**Listed records**
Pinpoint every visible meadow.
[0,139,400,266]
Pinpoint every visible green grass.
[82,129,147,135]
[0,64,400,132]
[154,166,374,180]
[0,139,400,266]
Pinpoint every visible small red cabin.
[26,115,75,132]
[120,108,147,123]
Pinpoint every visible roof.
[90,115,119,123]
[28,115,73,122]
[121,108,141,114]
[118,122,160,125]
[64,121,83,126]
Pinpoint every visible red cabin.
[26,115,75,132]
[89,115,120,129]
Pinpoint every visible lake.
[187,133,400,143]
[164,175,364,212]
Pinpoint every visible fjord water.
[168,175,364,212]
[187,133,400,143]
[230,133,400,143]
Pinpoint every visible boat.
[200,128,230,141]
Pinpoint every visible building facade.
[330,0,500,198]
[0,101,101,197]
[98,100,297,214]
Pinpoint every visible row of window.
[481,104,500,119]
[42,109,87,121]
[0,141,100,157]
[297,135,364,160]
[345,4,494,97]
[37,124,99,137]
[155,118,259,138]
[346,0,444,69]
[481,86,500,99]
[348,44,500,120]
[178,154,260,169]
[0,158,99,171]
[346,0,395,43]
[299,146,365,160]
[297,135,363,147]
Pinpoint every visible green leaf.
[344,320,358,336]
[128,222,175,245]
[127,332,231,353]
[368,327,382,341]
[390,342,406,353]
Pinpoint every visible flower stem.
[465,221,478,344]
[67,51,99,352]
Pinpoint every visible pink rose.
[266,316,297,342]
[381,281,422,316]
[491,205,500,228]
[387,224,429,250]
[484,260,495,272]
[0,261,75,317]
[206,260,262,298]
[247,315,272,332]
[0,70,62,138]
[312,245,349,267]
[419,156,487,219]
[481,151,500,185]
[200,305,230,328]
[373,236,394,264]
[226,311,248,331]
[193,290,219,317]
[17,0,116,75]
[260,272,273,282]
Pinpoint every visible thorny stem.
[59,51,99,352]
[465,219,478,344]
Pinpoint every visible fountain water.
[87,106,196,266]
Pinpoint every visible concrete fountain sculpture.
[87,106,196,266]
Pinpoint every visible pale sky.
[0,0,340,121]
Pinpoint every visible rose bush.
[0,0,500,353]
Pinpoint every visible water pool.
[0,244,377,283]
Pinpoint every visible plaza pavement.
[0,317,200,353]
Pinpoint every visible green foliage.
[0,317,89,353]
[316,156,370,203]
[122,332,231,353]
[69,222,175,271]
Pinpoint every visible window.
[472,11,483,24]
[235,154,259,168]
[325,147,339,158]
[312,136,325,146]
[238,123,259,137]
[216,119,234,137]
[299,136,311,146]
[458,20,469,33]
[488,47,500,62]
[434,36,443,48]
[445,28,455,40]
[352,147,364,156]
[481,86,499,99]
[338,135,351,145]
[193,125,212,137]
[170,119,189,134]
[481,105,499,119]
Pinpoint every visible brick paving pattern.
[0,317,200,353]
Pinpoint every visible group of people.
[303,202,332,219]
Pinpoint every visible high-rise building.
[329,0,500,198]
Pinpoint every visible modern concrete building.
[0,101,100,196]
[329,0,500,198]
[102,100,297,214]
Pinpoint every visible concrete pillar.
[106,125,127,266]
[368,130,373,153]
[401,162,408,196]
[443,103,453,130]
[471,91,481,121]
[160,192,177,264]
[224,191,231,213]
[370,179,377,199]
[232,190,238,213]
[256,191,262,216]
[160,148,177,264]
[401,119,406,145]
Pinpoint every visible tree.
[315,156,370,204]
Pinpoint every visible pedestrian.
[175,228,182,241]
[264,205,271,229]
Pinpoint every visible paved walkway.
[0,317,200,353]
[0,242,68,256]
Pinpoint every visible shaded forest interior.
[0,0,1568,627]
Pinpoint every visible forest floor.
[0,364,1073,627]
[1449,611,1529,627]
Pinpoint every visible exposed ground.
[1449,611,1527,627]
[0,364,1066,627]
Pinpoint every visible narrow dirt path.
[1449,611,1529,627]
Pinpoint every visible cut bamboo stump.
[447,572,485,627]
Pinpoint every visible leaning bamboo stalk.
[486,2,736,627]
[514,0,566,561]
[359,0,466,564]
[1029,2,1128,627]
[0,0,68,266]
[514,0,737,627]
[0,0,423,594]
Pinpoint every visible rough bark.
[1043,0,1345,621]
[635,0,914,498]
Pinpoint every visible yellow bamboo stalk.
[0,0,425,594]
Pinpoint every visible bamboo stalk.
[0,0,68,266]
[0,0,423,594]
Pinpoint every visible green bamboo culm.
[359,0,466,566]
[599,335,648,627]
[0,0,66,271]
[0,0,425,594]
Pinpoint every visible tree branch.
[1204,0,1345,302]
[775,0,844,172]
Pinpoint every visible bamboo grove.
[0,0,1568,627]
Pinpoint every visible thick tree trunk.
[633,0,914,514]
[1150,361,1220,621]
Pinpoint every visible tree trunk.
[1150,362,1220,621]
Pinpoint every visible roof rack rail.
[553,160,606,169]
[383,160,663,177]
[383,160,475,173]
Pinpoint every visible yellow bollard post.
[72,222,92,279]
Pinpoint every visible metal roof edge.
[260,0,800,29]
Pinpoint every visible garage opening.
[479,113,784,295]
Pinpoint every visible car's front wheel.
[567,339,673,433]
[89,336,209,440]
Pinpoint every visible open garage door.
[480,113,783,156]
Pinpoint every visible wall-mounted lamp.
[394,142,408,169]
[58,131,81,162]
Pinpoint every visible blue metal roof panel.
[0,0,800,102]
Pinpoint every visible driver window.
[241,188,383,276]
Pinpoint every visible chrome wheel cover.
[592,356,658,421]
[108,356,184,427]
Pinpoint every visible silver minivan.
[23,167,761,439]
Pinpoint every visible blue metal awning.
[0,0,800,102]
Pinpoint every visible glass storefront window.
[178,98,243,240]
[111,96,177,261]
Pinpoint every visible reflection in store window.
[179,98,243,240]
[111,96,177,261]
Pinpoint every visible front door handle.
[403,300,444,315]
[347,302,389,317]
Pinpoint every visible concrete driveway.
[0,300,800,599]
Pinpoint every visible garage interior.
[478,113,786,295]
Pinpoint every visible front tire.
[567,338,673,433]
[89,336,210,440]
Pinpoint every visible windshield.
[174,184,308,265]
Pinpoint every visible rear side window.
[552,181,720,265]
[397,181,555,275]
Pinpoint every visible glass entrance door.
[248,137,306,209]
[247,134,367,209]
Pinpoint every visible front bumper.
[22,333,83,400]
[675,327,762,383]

**Job**
Can you recast all of the entries above as a numbered list, leaving out any blank lines?

**Response**
1. Pinpoint every visible meadow.
2. [0,139,400,266]
3. Pinpoint every visible green grass.
4. [82,129,147,135]
5. [0,64,400,132]
6. [154,166,374,180]
7. [0,139,400,266]
8. Pinpoint every visible small red cabin.
9. [26,115,75,132]
10. [120,108,147,123]
11. Pinpoint every visible roof.
12. [90,115,119,123]
13. [28,115,73,122]
14. [121,108,141,114]
15. [118,122,160,125]
16. [64,121,83,126]
17. Pinpoint every visible red cabin.
18. [26,115,75,132]
19. [89,115,120,129]
20. Pinpoint every visible lake.
21. [187,133,400,143]
22. [164,175,364,212]
23. Pinpoint every visible fjord water.
24. [168,175,364,212]
25. [187,133,400,143]
26. [230,133,400,143]
27. Pinpoint every visible boat.
28. [200,128,230,141]
29. Pinpoint every visible building facade.
30. [330,0,500,198]
31. [0,101,101,197]
32. [98,100,297,214]
33. Pinpoint every visible row of window.
34. [481,104,500,119]
35. [42,109,87,121]
36. [0,141,100,157]
37. [297,135,364,160]
38. [345,4,494,97]
39. [37,124,99,137]
40. [155,118,259,138]
41. [346,0,444,69]
42. [481,86,500,99]
43. [348,44,500,120]
44. [178,154,260,169]
45. [0,158,99,171]
46. [346,0,395,43]
47. [299,146,365,160]
48. [297,135,363,147]
49. Pinpoint every visible green leaf.
50. [344,320,358,336]
51. [128,222,175,245]
52. [127,332,231,353]
53. [368,327,382,341]
54. [390,342,406,353]
55. Pinpoint every visible flower stem.
56. [465,221,478,344]
57. [67,51,99,352]
58. Pinpoint every visible pink rose.
59. [266,316,297,342]
60. [381,281,422,316]
61. [491,205,500,228]
62. [387,224,429,250]
63. [484,260,495,272]
64. [0,261,75,317]
65. [206,260,262,298]
66. [247,315,272,332]
67. [0,70,62,138]
68. [312,245,349,267]
69. [419,156,487,219]
70. [481,151,500,185]
71. [200,305,230,328]
72. [373,236,394,264]
73. [226,311,248,331]
74. [193,290,219,317]
75. [17,0,116,75]
76. [260,272,273,282]
77. Pinpoint every visible thorny stem.
78. [59,51,99,352]
79. [465,219,478,344]
80. Pinpoint every visible fountain water.
81. [87,106,196,266]
82. Pinpoint every visible concrete fountain sculpture.
83. [87,106,196,266]
84. Pinpoint every visible pale sky.
85. [0,0,340,121]
86. Pinpoint every visible rose bush.
87. [0,0,500,353]
88. Pinpoint every visible water pool.
89. [0,244,377,283]
90. Pinpoint every visible plaza pavement.
91. [0,317,200,353]
92. Pinpoint every visible green foliage.
93. [0,317,89,353]
94. [316,156,370,203]
95. [122,332,231,353]
96. [69,222,175,271]
97. Pinpoint every visible window.
98. [472,11,483,24]
99. [235,154,259,168]
100. [325,147,339,158]
101. [312,136,325,146]
102. [238,123,259,137]
103. [216,119,234,137]
104. [299,136,311,146]
105. [458,20,469,33]
106. [488,47,500,62]
107. [434,36,443,48]
108. [445,28,455,40]
109. [352,147,364,156]
110. [481,86,499,99]
111. [338,135,351,145]
112. [193,125,212,137]
113. [170,119,189,134]
114. [481,105,499,119]
115. Pinpoint every visible brick paving pattern.
116. [0,317,200,353]
117. Pinpoint every visible group of people.
118. [303,202,332,219]
119. Pinpoint every visible high-rise building.
120. [329,0,500,198]
121. Pinpoint every visible modern concrete building.
122. [0,101,100,196]
123. [329,0,500,198]
124. [102,100,297,214]
125. Pinpoint every visible concrete pillar.
126. [106,125,127,266]
127. [368,130,373,153]
128. [401,162,408,196]
129. [443,103,453,130]
130. [471,91,481,121]
131. [160,192,177,264]
132. [224,191,231,213]
133. [370,179,377,199]
134. [232,190,238,213]
135. [256,191,262,216]
136. [160,148,177,264]
137. [401,119,406,145]
138. Pinpoint every visible tree.
139. [315,156,370,204]
140. Pinpoint every visible pedestrian.
141. [175,228,182,241]
142. [264,205,271,229]
143. Pinpoint every visible paved walkway.
144. [0,317,200,353]
145. [0,242,68,256]
146. Pinpoint every visible shaded forest interior.
147. [0,0,1568,627]
148. Pinpoint every visible forest floor.
149. [0,364,1073,627]
150. [1449,611,1529,627]
151. Pinpoint every visible exposed ground.
152. [1449,611,1527,627]
153. [0,364,1066,627]
154. Pinpoint every visible narrow dirt path.
155. [1449,611,1529,627]
156. Pinpoint every visible cut bamboo stump.
157. [447,572,485,627]
158. Pinpoint every visible leaning bamboo stalk.
159. [486,2,736,627]
160. [514,0,566,561]
161. [359,0,466,564]
162. [1029,2,1128,627]
163. [0,0,68,266]
164. [514,0,737,627]
165. [0,0,423,594]
166. Pinpoint every visible rough bark.
167. [1043,0,1345,621]
168. [635,0,914,498]
169. Pinpoint every visible yellow bamboo stalk.
170. [0,0,425,594]
171. Pinpoint every visible bamboo stalk.
172. [0,0,68,266]
173. [0,0,423,594]
174. Pinpoint every visible green bamboo culm.
175. [359,0,466,566]
176. [599,335,648,627]
177. [0,0,66,271]
178. [0,0,425,594]
179. Pinpoint every visible tree branch.
180. [1204,0,1345,302]
181. [775,0,844,172]
182. Pinpoint every visible bamboo grove.
183. [0,0,1568,627]
184. Pinpoint every visible thick tree trunk.
185. [633,0,914,514]
186. [1150,361,1220,621]
187. Pinpoint every visible tree trunk.
188. [1150,362,1220,621]
189. Pinpoint every visible roof rack rail.
190. [553,160,606,169]
191. [383,160,663,177]
192. [383,160,475,173]
193. Pinpoint every visible yellow bollard post.
194. [72,222,92,279]
195. Pinpoint every visible metal roof edge.
196. [260,0,800,29]
197. Pinpoint every visible garage opening.
198. [479,113,784,295]
199. Pinpoint every visible car's front wheel.
200. [567,339,673,433]
201. [89,336,209,440]
202. Pinpoint every visible open garage door.
203. [480,113,783,156]
204. Pinpoint every visible wall-mounted lamp.
205. [394,142,408,169]
206. [58,131,81,162]
207. Pinpoint every visible blue metal roof panel.
208. [0,0,800,102]
209. Pinpoint every visible driver window.
210. [241,188,383,276]
211. Pinpoint every visible chrome wheel cover.
212. [592,356,658,421]
213. [108,356,184,427]
214. Pinpoint every visible silver minivan.
215. [23,167,761,439]
216. Pinpoint every visible blue metal awning.
217. [0,0,800,102]
218. Pinpoint every visible glass storefront window.
219. [178,98,243,240]
220. [111,96,177,261]
221. Pinpoint every visible reflection in store window.
222. [179,98,243,240]
223. [111,96,177,261]
224. Pinpoint every visible front door handle.
225. [403,300,444,315]
226. [347,302,389,317]
227. Pinpoint every visible concrete driveway.
228. [0,300,800,599]
229. Pinpoint every visible garage interior.
230. [478,113,786,295]
231. Pinpoint every visible front tire.
232. [567,338,673,433]
233. [89,336,210,440]
234. Pinpoint every visible windshield.
235. [174,184,308,265]
236. Pinpoint every visible rear side window.
237. [552,181,720,265]
238. [397,181,555,275]
239. Pinpoint every visible glass entrance door.
240. [248,137,306,209]
241. [247,134,367,209]
242. Pinpoint every visible front bumper.
243. [22,333,83,400]
244. [675,327,762,383]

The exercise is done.